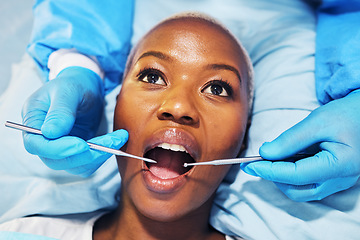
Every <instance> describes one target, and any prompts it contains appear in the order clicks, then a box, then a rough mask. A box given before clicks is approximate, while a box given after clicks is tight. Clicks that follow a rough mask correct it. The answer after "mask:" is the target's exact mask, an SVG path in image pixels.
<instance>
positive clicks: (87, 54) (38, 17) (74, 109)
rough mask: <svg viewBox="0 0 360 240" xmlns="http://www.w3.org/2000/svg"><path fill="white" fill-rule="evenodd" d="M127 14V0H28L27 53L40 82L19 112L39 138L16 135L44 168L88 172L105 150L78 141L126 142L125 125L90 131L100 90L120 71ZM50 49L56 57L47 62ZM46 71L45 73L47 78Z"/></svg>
mask: <svg viewBox="0 0 360 240" xmlns="http://www.w3.org/2000/svg"><path fill="white" fill-rule="evenodd" d="M119 13H121V14H119ZM132 15H133V1H127V0H123V1H118V0H110V1H107V4H103V3H102V2H101V1H85V0H79V1H69V0H38V1H37V2H36V4H35V6H34V19H35V20H34V29H33V33H32V39H31V42H30V44H29V47H28V52H29V54H30V55H31V56H32V57H33V58H34V60H35V61H36V63H37V65H38V67H39V68H40V71H41V73H42V75H43V78H44V81H45V83H44V85H43V86H42V87H41V88H40V89H39V90H37V91H36V92H35V93H34V94H33V95H31V96H30V98H29V99H28V100H27V101H26V103H25V104H24V107H23V112H22V116H23V123H24V124H26V125H28V126H31V127H35V128H39V129H41V130H42V132H43V135H44V136H45V138H43V137H41V136H35V135H31V134H27V133H25V134H24V137H23V139H24V145H25V147H26V149H27V150H28V151H29V152H30V153H32V154H35V155H38V156H39V157H40V158H41V159H42V161H43V162H44V163H45V164H46V165H47V166H49V167H50V168H52V169H57V170H60V169H61V170H66V171H68V172H70V173H73V174H78V175H82V176H88V175H90V174H91V173H93V172H94V171H96V170H97V168H98V167H99V166H101V164H102V163H103V162H104V161H105V160H106V159H107V158H109V157H110V154H106V153H102V152H98V151H95V150H91V149H89V147H88V146H87V144H86V142H85V140H89V139H90V141H91V142H93V143H97V144H100V145H103V146H107V147H112V148H120V147H121V146H122V145H123V144H124V143H125V142H126V141H127V137H128V134H127V132H125V131H117V132H114V133H111V134H107V135H105V136H102V137H98V138H95V139H91V138H93V137H94V136H95V133H96V131H97V129H98V126H99V122H100V119H101V115H102V112H103V108H104V95H105V94H106V93H107V92H108V91H110V90H111V89H112V88H113V87H115V86H116V85H117V84H119V82H120V79H121V76H122V73H123V70H124V65H125V61H126V57H127V53H128V51H129V48H130V36H131V29H132ZM59 49H60V50H59ZM62 49H67V50H65V54H63V53H62V54H56V53H58V52H61V51H62ZM66 51H71V52H75V54H77V55H78V56H79V58H78V57H75V58H74V57H71V56H70V58H69V54H68V52H66ZM54 52H55V55H57V56H56V57H54V59H55V60H54V61H53V62H54V63H50V62H49V57H50V56H54ZM71 54H72V53H70V55H71ZM64 58H65V61H64ZM59 59H60V60H59ZM79 59H80V61H78V60H79ZM58 60H59V61H58ZM52 70H54V71H52ZM49 74H50V76H53V77H52V78H54V79H53V80H50V81H49ZM102 74H104V75H103V76H104V79H102V78H101V77H100V76H101V75H102Z"/></svg>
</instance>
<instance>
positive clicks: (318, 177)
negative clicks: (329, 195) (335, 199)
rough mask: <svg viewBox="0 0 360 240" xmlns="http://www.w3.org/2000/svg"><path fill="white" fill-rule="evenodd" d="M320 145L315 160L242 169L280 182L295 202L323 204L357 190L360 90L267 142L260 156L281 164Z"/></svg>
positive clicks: (312, 112)
mask: <svg viewBox="0 0 360 240" xmlns="http://www.w3.org/2000/svg"><path fill="white" fill-rule="evenodd" d="M316 144H318V147H319V148H320V151H319V152H318V153H317V154H316V155H314V156H313V157H309V158H305V159H302V160H299V161H297V162H295V163H292V162H281V161H280V162H279V161H275V162H270V161H259V162H252V163H248V164H242V166H241V168H242V169H243V170H244V171H245V172H246V173H248V174H251V175H254V176H259V177H262V178H264V179H267V180H270V181H273V182H275V184H276V185H277V186H278V187H279V189H280V190H281V191H282V192H283V193H285V194H286V195H287V196H288V197H289V198H290V199H293V200H295V201H312V200H320V199H323V198H325V197H327V196H329V195H331V194H333V193H336V192H339V191H342V190H345V189H348V188H350V187H351V186H353V185H354V184H355V183H356V181H357V180H358V178H359V176H360V90H357V91H354V92H352V93H350V94H348V95H347V96H346V97H344V98H342V99H338V100H334V101H332V102H330V103H328V104H326V105H323V106H321V107H319V108H318V109H316V110H314V111H313V112H312V113H311V114H310V115H309V116H308V117H307V118H305V119H304V120H303V121H301V122H300V123H298V124H296V125H295V126H293V127H292V128H290V129H288V130H287V131H285V132H284V133H282V134H281V135H280V136H279V137H278V138H276V139H275V140H274V141H272V142H270V143H264V144H263V146H261V148H260V155H261V156H262V157H263V158H265V159H269V160H279V159H283V158H286V157H289V156H292V155H293V154H295V153H298V152H300V151H302V150H305V149H307V148H308V147H310V146H314V145H316Z"/></svg>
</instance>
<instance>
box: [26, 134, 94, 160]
mask: <svg viewBox="0 0 360 240" xmlns="http://www.w3.org/2000/svg"><path fill="white" fill-rule="evenodd" d="M23 140H24V146H25V148H26V150H27V151H28V152H29V153H31V154H34V155H38V156H39V157H42V158H49V159H63V158H66V157H68V156H73V155H77V154H80V153H82V152H85V151H87V150H88V149H89V146H88V144H87V143H86V142H85V141H84V140H82V139H80V138H77V137H71V136H65V137H61V138H58V139H55V140H49V139H46V138H45V137H43V136H41V135H36V134H31V133H24V134H23Z"/></svg>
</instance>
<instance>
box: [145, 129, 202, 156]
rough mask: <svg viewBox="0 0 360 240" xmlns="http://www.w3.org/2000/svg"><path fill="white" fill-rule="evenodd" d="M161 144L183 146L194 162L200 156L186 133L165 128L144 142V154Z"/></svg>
mask: <svg viewBox="0 0 360 240" xmlns="http://www.w3.org/2000/svg"><path fill="white" fill-rule="evenodd" d="M161 143H168V144H177V145H180V146H183V147H184V148H185V149H186V151H187V152H188V153H189V154H190V156H191V157H192V158H193V159H194V160H195V161H196V160H197V159H199V157H200V154H201V153H200V147H199V145H198V143H197V141H196V140H195V138H194V137H193V136H192V135H191V134H190V133H188V132H187V131H184V130H182V129H179V128H166V129H161V130H158V131H156V132H155V133H154V134H153V135H152V136H151V137H150V138H148V139H146V140H145V149H144V154H145V153H146V152H147V151H149V150H151V149H153V148H155V147H157V146H159V145H160V144H161Z"/></svg>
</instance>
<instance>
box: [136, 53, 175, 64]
mask: <svg viewBox="0 0 360 240" xmlns="http://www.w3.org/2000/svg"><path fill="white" fill-rule="evenodd" d="M148 56H153V57H156V58H159V59H162V60H166V61H171V60H172V59H171V57H170V56H168V55H166V54H164V53H162V52H158V51H148V52H145V53H143V54H142V55H141V56H140V57H139V58H138V59H137V61H136V62H138V61H139V60H140V59H142V58H144V57H148Z"/></svg>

——

*What the task asks*
Rewrite the material above with every occurrence of "rough mask" replaced by "coarse mask" and everything else left as it is, omitting the pictures.

*Response area*
Every <instance> describes one target, and any prompts it contains appear in the order clicks, then a box, then a coarse mask. A box given before clicks is approximate, while a box given after clicks is tight. Clicks that follow a coarse mask correct it. The answer after "mask:" is the target's exact mask, an SVG path in image pixels.
<instance>
positive clicks: (87, 54) (38, 17) (74, 109)
coarse mask: <svg viewBox="0 0 360 240" xmlns="http://www.w3.org/2000/svg"><path fill="white" fill-rule="evenodd" d="M127 14V0H28L27 53L40 82L19 112L39 138L16 135L44 168L88 172L105 150L78 141L126 142L125 125L90 131L100 90L120 71ZM50 49L56 57L47 62ZM46 71L45 73L47 78Z"/></svg>
mask: <svg viewBox="0 0 360 240" xmlns="http://www.w3.org/2000/svg"><path fill="white" fill-rule="evenodd" d="M119 13H121V14H119ZM132 15H133V1H127V0H123V1H118V0H110V1H107V4H103V3H102V2H101V1H85V0H79V1H69V0H38V1H37V2H36V4H35V6H34V19H35V20H34V29H33V33H32V39H31V42H30V44H29V47H28V52H29V54H30V55H31V56H32V57H33V58H34V60H35V61H36V63H37V65H38V67H39V68H40V71H41V73H42V75H43V78H44V81H45V83H44V85H43V86H42V87H41V88H40V89H39V90H37V91H36V92H35V93H34V94H33V95H31V96H30V98H29V99H28V100H27V101H26V103H25V104H24V107H23V112H22V116H23V123H24V124H26V125H28V126H31V127H35V128H39V129H41V130H42V132H43V135H44V136H45V138H43V137H41V136H35V135H31V134H27V133H25V134H24V137H23V139H24V145H25V147H26V149H27V150H28V151H29V152H30V153H32V154H35V155H38V156H39V157H40V158H41V159H42V161H43V162H44V163H45V164H46V165H47V166H49V167H50V168H52V169H57V170H60V169H61V170H66V171H68V172H70V173H73V174H78V175H82V176H88V175H90V174H91V173H93V172H94V171H96V170H97V168H98V167H99V166H101V164H102V163H103V162H104V161H105V160H106V159H107V158H109V157H110V154H106V153H102V152H98V151H95V150H91V149H89V147H88V146H87V144H86V142H85V140H89V139H90V141H91V142H93V143H97V144H100V145H103V146H107V147H112V148H120V147H121V146H122V145H123V144H124V143H125V142H126V141H127V137H128V134H127V132H125V131H117V132H114V133H111V134H107V135H105V136H102V137H98V138H95V139H91V138H93V137H94V136H95V133H96V131H97V129H98V126H99V122H100V119H101V115H102V112H103V108H104V95H105V94H106V93H107V92H108V91H110V90H111V89H112V88H113V87H115V86H116V85H117V84H119V82H120V79H121V76H122V73H123V70H124V65H125V61H126V57H127V53H128V51H129V48H130V36H131V29H132ZM59 49H60V50H59ZM62 49H67V50H65V54H63V53H62V54H56V53H58V52H61V51H62ZM66 51H71V52H75V54H77V55H78V56H79V58H78V57H75V58H74V57H71V56H70V58H69V54H68V52H66ZM54 52H55V55H57V56H56V57H54V59H55V60H54V61H53V62H54V63H50V62H49V57H50V56H54ZM71 54H72V53H70V55H71ZM64 58H65V61H64ZM59 59H60V60H59ZM79 59H80V61H78V60H79ZM58 60H59V61H58ZM52 70H54V71H52ZM49 74H50V76H53V77H52V78H54V79H53V80H50V81H49ZM102 74H104V75H103V76H104V79H102V78H101V77H100V76H101V75H102Z"/></svg>
</instance>
<instance>
positive clicks: (318, 177)
negative clicks: (329, 195) (335, 199)
coarse mask: <svg viewBox="0 0 360 240" xmlns="http://www.w3.org/2000/svg"><path fill="white" fill-rule="evenodd" d="M320 145L315 160L242 169L280 182L295 202L323 204L357 190L360 90L267 142L260 156L281 164Z"/></svg>
positive clicks: (312, 112)
mask: <svg viewBox="0 0 360 240" xmlns="http://www.w3.org/2000/svg"><path fill="white" fill-rule="evenodd" d="M316 144H318V147H319V148H320V151H319V152H318V153H317V154H316V155H314V156H313V157H309V158H305V159H302V160H299V161H297V162H295V163H292V162H281V161H280V162H279V161H275V162H270V161H259V162H252V163H248V164H242V166H241V168H242V169H243V170H244V171H245V172H246V173H248V174H251V175H254V176H259V177H262V178H264V179H267V180H270V181H273V182H275V184H276V185H277V186H278V187H279V189H280V190H281V191H282V192H283V193H285V194H286V195H287V196H288V197H289V198H290V199H293V200H295V201H312V200H320V199H323V198H325V197H327V196H329V195H331V194H333V193H336V192H339V191H342V190H345V189H348V188H350V187H351V186H353V185H354V184H355V183H356V181H357V180H358V178H359V176H360V90H357V91H354V92H352V93H350V94H348V95H347V96H346V97H344V98H342V99H338V100H334V101H332V102H330V103H328V104H326V105H323V106H321V107H319V108H318V109H316V110H314V111H313V112H312V113H311V114H310V115H309V116H308V117H307V118H305V119H304V120H303V121H301V122H300V123H298V124H296V125H295V126H293V127H292V128H290V129H288V130H287V131H285V132H284V133H282V134H281V135H280V136H279V137H278V138H276V139H275V140H274V141H272V142H270V143H264V144H263V146H261V148H260V155H261V156H262V157H263V158H265V159H269V160H279V159H283V158H286V157H289V156H292V155H293V154H295V153H298V152H300V151H302V150H305V149H307V148H308V147H310V146H314V145H316Z"/></svg>
</instance>
<instance>
box: [26, 134, 94, 160]
mask: <svg viewBox="0 0 360 240" xmlns="http://www.w3.org/2000/svg"><path fill="white" fill-rule="evenodd" d="M23 140H24V146H25V148H26V150H27V151H28V152H29V153H31V154H34V155H38V156H39V157H42V158H49V159H63V158H66V157H68V156H73V155H77V154H80V153H82V152H85V151H87V150H88V149H89V146H88V144H87V143H86V142H85V141H84V140H82V139H80V138H77V137H71V136H65V137H61V138H58V139H55V140H49V139H46V138H45V137H43V136H41V135H36V134H31V133H24V134H23Z"/></svg>
</instance>
<instance>
box: [145, 129, 202, 156]
coarse mask: <svg viewBox="0 0 360 240" xmlns="http://www.w3.org/2000/svg"><path fill="white" fill-rule="evenodd" d="M161 144L183 146L194 162L200 156L186 133L165 128L144 142V154Z"/></svg>
mask: <svg viewBox="0 0 360 240" xmlns="http://www.w3.org/2000/svg"><path fill="white" fill-rule="evenodd" d="M161 143H168V144H177V145H180V146H183V147H184V148H185V149H186V151H187V152H188V153H189V154H190V156H191V157H192V158H193V159H194V160H195V161H196V160H197V159H199V157H200V154H201V153H200V147H199V145H198V143H197V141H196V140H195V138H194V137H193V136H192V135H191V134H190V133H188V132H187V131H184V130H182V129H179V128H166V129H161V130H158V131H156V132H155V133H154V134H153V135H152V136H151V137H150V138H148V139H146V140H145V149H144V154H145V153H146V152H147V151H149V150H151V149H153V148H155V147H157V146H159V145H160V144H161Z"/></svg>
</instance>
<instance>
box: [136, 53, 175, 64]
mask: <svg viewBox="0 0 360 240" xmlns="http://www.w3.org/2000/svg"><path fill="white" fill-rule="evenodd" d="M148 56H153V57H156V58H159V59H162V60H166V61H171V60H172V59H171V57H170V56H168V55H166V54H164V53H162V52H158V51H148V52H145V53H143V54H142V55H141V56H140V57H139V58H138V59H137V61H136V62H138V61H139V60H140V59H142V58H144V57H148Z"/></svg>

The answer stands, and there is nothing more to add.